- [Source data]
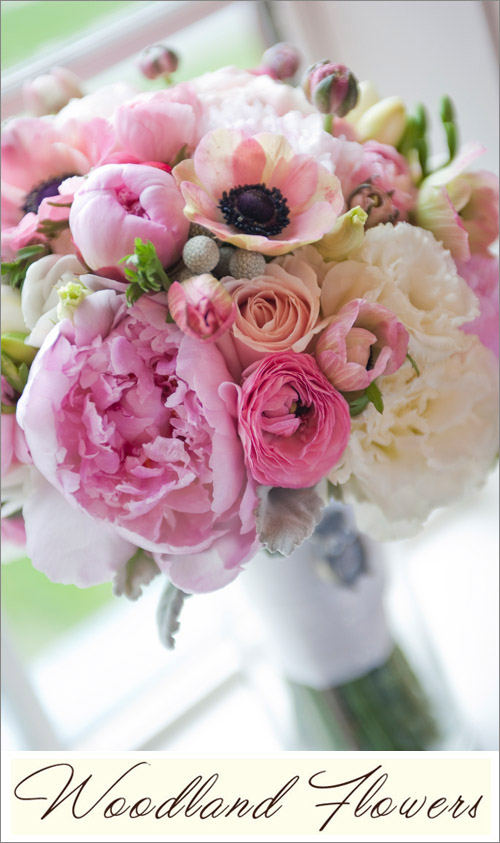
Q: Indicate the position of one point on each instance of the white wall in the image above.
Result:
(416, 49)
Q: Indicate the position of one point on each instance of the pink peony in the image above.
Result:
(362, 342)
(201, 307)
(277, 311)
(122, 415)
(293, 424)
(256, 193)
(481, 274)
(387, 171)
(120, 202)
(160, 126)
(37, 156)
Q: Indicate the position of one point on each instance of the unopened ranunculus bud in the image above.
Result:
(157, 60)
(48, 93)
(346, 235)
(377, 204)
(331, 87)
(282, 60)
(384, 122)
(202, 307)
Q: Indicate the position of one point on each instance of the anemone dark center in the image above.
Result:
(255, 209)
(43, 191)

- [WHAT YOU SHOULD DO] All of the lines above should be retyped precisely, apart from the pictures.

- [EXERCISE RESPONSE]
Q: Indicate the position of one point on each instance of the white wall in the image above.
Result:
(416, 49)
Q: Indicate the position of one point on each instance of the pink peony in the image above.
Result:
(362, 342)
(201, 307)
(277, 311)
(122, 415)
(293, 424)
(256, 193)
(481, 274)
(387, 171)
(120, 202)
(160, 126)
(37, 156)
Q: Indicate the position of one point on each instance of the unopened ranunculus bud in the image above.
Result:
(157, 60)
(48, 93)
(346, 235)
(377, 204)
(331, 87)
(282, 60)
(384, 122)
(202, 307)
Q: Indicate the position of one point on each instance of the anemone dark center in the image above.
Result:
(255, 209)
(43, 191)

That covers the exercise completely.